**Exercise input**
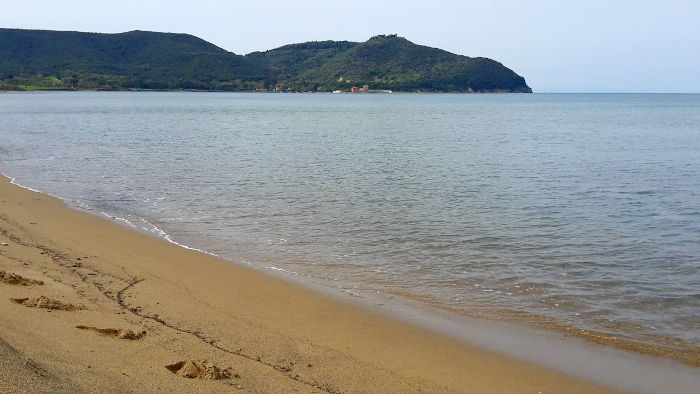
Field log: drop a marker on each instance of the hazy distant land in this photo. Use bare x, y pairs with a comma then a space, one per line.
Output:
42, 59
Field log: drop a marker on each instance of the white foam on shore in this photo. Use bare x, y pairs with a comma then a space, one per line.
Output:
79, 204
597, 363
12, 181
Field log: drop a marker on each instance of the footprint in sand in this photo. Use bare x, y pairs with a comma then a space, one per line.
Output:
114, 332
47, 303
201, 370
15, 279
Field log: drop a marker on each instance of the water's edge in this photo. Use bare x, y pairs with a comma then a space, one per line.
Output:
603, 363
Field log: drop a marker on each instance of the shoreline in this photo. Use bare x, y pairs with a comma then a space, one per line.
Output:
276, 335
552, 350
675, 349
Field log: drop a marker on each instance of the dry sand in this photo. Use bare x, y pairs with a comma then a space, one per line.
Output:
115, 307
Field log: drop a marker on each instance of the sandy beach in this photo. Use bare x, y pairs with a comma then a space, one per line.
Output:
90, 306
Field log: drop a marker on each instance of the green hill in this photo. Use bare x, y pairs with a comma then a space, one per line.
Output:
150, 60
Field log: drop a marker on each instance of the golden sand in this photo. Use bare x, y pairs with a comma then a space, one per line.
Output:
233, 327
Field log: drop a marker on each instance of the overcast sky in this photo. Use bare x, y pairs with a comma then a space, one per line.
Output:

**What you are asked to do**
Please render all the lines of the entries above as a Markdown table with the columns No. and Text, giving each line a row number and skipping blank lines. Leave the pictures out of the table.

**Correct output**
| No. | Text |
|---|---|
| 1 | Field log: drop a marker on each instance of the hazy distant land in this photo. Use bare x, y pairs with a comma then a space, one per line. |
| 2 | Output: |
| 3 | 42, 59 |
| 4 | Field log: drop a marker on each instance of the white foam on shore in this photo. Use bare x, y pairs with a comma then a space, one per line. |
| 5 | Output: |
| 6 | 79, 204 |
| 7 | 597, 363 |
| 8 | 12, 181 |
| 9 | Field log: drop a marker on each instance of the footprint in sand in this photo. Use bare x, y pairs with a comma then a space, one per line. |
| 10 | Output: |
| 11 | 114, 332 |
| 12 | 47, 303 |
| 13 | 201, 370 |
| 14 | 15, 279 |
| 15 | Field log: drop a marker on each instance of the water's edge in this photo. Use bare x, y pairs with a comma then a space, one per line. |
| 16 | Output: |
| 17 | 603, 363 |
| 18 | Field log: drop a marker on each instance of the shoreline in this photo. Use bare x, y pairs with a comma then a space, one per line. |
| 19 | Output: |
| 20 | 276, 335 |
| 21 | 552, 350 |
| 22 | 675, 349 |
| 23 | Field log: drop a marker on each instance of the dry sand in this photo. Use bare x, y pairs with a comma then a space, one per line. |
| 24 | Output: |
| 25 | 115, 307 |
| 26 | Field log: drop a marker on each instance of the sandy beach in this photo. Use bare x, y pairs with a comma then a space, one per line. |
| 27 | Output: |
| 28 | 90, 306 |
| 29 | Field log: drop a marker on each instance of the green hill in this photo. Use bare x, y pairs with a comma then a space, one per line. |
| 30 | Output: |
| 31 | 150, 60 |
| 32 | Field log: drop a marker on each instance of the golden sand in this photo. Use bare x, y pairs with a comma then a space, one per line. |
| 33 | Output: |
| 34 | 233, 327 |
| 35 | Field log: drop a marker on each instance of the overcast sky in this photo. Use bare x, y pairs with a comma then a space, one per line. |
| 36 | Output: |